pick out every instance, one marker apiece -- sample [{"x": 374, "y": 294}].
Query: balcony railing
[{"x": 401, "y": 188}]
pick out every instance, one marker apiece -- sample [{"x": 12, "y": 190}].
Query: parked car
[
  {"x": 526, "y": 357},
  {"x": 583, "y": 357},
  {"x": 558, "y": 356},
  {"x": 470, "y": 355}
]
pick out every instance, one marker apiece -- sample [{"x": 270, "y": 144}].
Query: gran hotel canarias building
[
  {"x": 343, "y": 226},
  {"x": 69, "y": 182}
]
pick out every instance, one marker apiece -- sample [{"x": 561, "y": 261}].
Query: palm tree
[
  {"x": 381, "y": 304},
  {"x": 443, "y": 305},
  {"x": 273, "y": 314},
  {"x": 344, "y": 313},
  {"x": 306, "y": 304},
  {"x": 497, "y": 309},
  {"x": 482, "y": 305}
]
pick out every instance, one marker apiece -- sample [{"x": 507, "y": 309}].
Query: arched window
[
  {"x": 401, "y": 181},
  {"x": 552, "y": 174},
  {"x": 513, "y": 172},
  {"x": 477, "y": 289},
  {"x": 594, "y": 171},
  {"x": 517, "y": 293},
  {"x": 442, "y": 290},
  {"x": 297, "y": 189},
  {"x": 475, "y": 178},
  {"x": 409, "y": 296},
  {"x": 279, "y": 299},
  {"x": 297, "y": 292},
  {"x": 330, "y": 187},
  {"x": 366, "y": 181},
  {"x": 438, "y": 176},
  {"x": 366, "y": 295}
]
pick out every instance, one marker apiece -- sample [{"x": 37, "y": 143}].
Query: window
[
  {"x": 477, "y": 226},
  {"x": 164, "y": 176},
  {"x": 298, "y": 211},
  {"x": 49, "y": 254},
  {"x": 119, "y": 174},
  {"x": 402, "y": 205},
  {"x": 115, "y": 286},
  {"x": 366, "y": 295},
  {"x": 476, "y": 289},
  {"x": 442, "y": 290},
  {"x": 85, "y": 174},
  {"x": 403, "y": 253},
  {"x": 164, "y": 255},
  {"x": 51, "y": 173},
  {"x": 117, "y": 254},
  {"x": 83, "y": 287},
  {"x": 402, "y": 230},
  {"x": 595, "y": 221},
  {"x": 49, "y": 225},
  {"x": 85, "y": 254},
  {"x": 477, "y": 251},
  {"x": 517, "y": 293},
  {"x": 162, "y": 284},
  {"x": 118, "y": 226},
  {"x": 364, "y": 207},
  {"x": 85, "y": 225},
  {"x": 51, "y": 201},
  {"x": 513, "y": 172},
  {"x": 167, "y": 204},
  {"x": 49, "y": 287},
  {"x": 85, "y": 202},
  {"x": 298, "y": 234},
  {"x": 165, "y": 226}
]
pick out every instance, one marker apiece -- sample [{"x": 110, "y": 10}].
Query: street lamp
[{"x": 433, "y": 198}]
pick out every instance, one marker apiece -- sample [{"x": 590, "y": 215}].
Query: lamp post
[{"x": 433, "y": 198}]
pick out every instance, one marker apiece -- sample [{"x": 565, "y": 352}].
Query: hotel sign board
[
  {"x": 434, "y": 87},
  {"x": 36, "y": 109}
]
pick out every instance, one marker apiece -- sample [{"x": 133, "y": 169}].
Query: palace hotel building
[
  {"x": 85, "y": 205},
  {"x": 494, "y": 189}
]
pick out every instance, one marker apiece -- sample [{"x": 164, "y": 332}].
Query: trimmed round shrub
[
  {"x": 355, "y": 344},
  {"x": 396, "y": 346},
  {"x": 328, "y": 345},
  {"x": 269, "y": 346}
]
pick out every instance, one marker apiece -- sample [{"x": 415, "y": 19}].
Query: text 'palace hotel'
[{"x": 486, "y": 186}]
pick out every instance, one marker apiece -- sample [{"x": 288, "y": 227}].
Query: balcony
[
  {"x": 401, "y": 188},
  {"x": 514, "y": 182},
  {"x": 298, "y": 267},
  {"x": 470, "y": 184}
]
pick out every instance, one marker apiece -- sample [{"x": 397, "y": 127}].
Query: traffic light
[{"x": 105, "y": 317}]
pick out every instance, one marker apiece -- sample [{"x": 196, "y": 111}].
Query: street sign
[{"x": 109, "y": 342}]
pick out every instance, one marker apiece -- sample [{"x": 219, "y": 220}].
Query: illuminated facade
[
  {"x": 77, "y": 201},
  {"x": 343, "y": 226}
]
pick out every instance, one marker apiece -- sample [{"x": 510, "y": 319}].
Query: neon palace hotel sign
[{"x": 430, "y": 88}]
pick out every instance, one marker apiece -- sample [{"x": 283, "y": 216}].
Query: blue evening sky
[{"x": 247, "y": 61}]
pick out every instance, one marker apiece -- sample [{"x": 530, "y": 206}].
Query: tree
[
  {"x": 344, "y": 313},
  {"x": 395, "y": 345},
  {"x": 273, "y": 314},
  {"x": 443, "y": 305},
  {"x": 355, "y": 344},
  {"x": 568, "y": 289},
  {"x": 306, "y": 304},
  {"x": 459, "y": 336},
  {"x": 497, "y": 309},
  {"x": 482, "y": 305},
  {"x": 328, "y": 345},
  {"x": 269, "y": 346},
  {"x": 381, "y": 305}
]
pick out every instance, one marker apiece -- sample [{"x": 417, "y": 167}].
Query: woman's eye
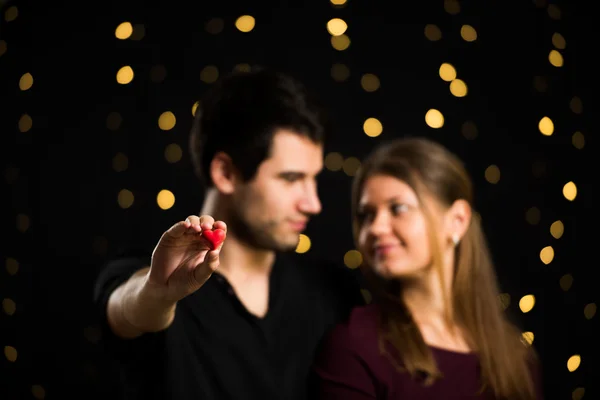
[{"x": 399, "y": 208}]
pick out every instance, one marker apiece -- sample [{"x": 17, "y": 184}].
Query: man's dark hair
[{"x": 240, "y": 114}]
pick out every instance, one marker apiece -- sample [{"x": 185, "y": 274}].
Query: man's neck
[{"x": 240, "y": 261}]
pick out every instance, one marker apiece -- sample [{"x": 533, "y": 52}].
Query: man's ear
[{"x": 223, "y": 173}]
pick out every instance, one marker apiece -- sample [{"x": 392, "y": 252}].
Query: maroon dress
[{"x": 350, "y": 366}]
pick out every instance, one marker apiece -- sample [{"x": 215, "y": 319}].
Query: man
[{"x": 241, "y": 321}]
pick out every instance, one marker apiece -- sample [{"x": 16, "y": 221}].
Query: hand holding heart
[{"x": 186, "y": 256}]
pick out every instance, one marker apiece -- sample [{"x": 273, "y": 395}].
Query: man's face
[{"x": 271, "y": 210}]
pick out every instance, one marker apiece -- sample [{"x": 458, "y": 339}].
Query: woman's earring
[{"x": 455, "y": 239}]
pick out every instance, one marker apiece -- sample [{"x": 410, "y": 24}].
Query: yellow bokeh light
[
  {"x": 458, "y": 88},
  {"x": 209, "y": 74},
  {"x": 26, "y": 81},
  {"x": 526, "y": 303},
  {"x": 351, "y": 165},
  {"x": 468, "y": 33},
  {"x": 340, "y": 72},
  {"x": 124, "y": 30},
  {"x": 165, "y": 199},
  {"x": 336, "y": 26},
  {"x": 372, "y": 127},
  {"x": 573, "y": 362},
  {"x": 341, "y": 42},
  {"x": 245, "y": 23},
  {"x": 570, "y": 191},
  {"x": 547, "y": 255},
  {"x": 303, "y": 244},
  {"x": 334, "y": 161},
  {"x": 125, "y": 75},
  {"x": 125, "y": 198},
  {"x": 546, "y": 126},
  {"x": 559, "y": 41},
  {"x": 369, "y": 82},
  {"x": 353, "y": 259},
  {"x": 434, "y": 118},
  {"x": 528, "y": 337},
  {"x": 25, "y": 123},
  {"x": 173, "y": 153},
  {"x": 557, "y": 229},
  {"x": 166, "y": 121},
  {"x": 492, "y": 174},
  {"x": 10, "y": 353},
  {"x": 578, "y": 140},
  {"x": 447, "y": 72},
  {"x": 589, "y": 310},
  {"x": 432, "y": 32},
  {"x": 556, "y": 58}
]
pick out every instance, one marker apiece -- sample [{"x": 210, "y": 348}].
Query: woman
[{"x": 435, "y": 329}]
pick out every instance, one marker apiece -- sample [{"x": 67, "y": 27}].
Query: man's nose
[{"x": 310, "y": 202}]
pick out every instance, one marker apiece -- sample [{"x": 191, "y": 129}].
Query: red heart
[{"x": 215, "y": 238}]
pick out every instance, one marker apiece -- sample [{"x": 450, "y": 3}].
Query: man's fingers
[
  {"x": 206, "y": 222},
  {"x": 179, "y": 229},
  {"x": 220, "y": 225}
]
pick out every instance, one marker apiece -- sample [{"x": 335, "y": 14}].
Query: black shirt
[{"x": 216, "y": 350}]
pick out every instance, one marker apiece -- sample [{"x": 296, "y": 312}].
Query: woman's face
[{"x": 394, "y": 235}]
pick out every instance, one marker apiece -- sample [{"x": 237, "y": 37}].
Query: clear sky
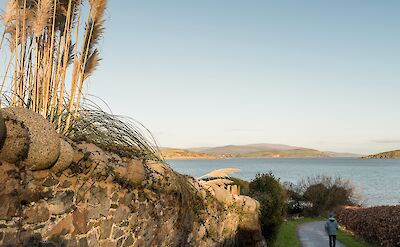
[{"x": 319, "y": 74}]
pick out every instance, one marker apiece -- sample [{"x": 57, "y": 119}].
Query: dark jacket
[{"x": 331, "y": 226}]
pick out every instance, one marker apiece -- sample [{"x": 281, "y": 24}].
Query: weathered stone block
[
  {"x": 61, "y": 202},
  {"x": 16, "y": 144},
  {"x": 37, "y": 213},
  {"x": 105, "y": 229},
  {"x": 44, "y": 142},
  {"x": 65, "y": 226},
  {"x": 80, "y": 221},
  {"x": 65, "y": 158}
]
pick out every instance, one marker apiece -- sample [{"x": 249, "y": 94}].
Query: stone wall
[{"x": 102, "y": 199}]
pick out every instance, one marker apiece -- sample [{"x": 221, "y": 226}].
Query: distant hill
[
  {"x": 267, "y": 150},
  {"x": 291, "y": 153},
  {"x": 242, "y": 149},
  {"x": 395, "y": 154},
  {"x": 176, "y": 153}
]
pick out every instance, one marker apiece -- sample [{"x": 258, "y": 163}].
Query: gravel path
[{"x": 313, "y": 235}]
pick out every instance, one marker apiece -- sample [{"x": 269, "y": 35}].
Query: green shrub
[
  {"x": 378, "y": 225},
  {"x": 316, "y": 196},
  {"x": 272, "y": 197}
]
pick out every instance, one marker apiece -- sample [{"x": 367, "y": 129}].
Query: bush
[
  {"x": 272, "y": 197},
  {"x": 378, "y": 225},
  {"x": 316, "y": 196}
]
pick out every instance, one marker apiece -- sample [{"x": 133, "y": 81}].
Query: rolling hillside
[
  {"x": 176, "y": 153},
  {"x": 243, "y": 149},
  {"x": 292, "y": 153},
  {"x": 261, "y": 150},
  {"x": 395, "y": 154}
]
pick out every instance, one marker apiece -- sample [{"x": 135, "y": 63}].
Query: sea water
[{"x": 378, "y": 180}]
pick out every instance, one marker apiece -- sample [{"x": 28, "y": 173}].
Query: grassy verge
[
  {"x": 350, "y": 241},
  {"x": 287, "y": 235}
]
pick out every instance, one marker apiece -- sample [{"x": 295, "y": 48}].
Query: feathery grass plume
[
  {"x": 219, "y": 173},
  {"x": 91, "y": 64},
  {"x": 43, "y": 12},
  {"x": 47, "y": 47}
]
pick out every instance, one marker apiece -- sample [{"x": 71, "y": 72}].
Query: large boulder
[
  {"x": 16, "y": 141},
  {"x": 44, "y": 142}
]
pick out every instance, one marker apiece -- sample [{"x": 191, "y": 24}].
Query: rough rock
[
  {"x": 133, "y": 172},
  {"x": 16, "y": 144},
  {"x": 37, "y": 214},
  {"x": 61, "y": 202},
  {"x": 65, "y": 158},
  {"x": 222, "y": 195},
  {"x": 44, "y": 142}
]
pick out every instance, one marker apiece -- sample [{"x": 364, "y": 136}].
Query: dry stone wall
[{"x": 90, "y": 197}]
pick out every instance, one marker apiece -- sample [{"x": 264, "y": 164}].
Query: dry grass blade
[
  {"x": 45, "y": 37},
  {"x": 91, "y": 64}
]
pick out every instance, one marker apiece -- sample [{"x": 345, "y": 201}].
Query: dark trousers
[{"x": 332, "y": 240}]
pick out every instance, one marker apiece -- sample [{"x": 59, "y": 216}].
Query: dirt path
[{"x": 313, "y": 235}]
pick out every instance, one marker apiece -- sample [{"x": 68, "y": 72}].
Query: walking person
[{"x": 331, "y": 227}]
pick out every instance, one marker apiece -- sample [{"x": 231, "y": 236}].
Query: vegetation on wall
[
  {"x": 52, "y": 48},
  {"x": 267, "y": 189}
]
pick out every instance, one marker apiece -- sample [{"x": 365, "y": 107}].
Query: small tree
[
  {"x": 315, "y": 196},
  {"x": 272, "y": 197}
]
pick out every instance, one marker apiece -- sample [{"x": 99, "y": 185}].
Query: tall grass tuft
[
  {"x": 52, "y": 51},
  {"x": 117, "y": 134}
]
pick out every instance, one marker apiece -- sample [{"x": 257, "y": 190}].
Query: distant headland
[{"x": 260, "y": 150}]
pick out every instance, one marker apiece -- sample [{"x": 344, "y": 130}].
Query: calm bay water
[{"x": 378, "y": 180}]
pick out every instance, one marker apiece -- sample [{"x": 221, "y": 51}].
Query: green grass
[
  {"x": 350, "y": 241},
  {"x": 287, "y": 235}
]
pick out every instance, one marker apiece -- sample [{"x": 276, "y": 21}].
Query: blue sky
[{"x": 320, "y": 74}]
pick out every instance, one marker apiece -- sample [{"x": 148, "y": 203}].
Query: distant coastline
[
  {"x": 395, "y": 154},
  {"x": 263, "y": 150}
]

■ What you have to do
Output the line containing "Query: calm bay water" and each line after it through the close of the entries, unchanged and with no other lines.

■ Solution to this problem
Query: calm bay water
[{"x": 378, "y": 180}]
pick out every instance, one marker apiece -- sample [{"x": 221, "y": 51}].
Query: green grass
[
  {"x": 350, "y": 241},
  {"x": 287, "y": 235}
]
pick out every instance, one marker apiece -- sample [{"x": 276, "y": 21}].
Query: blue sky
[{"x": 320, "y": 74}]
pick out every instance, one marker apiece -- sample [{"x": 148, "y": 203}].
Query: distant coastline
[
  {"x": 395, "y": 154},
  {"x": 263, "y": 150}
]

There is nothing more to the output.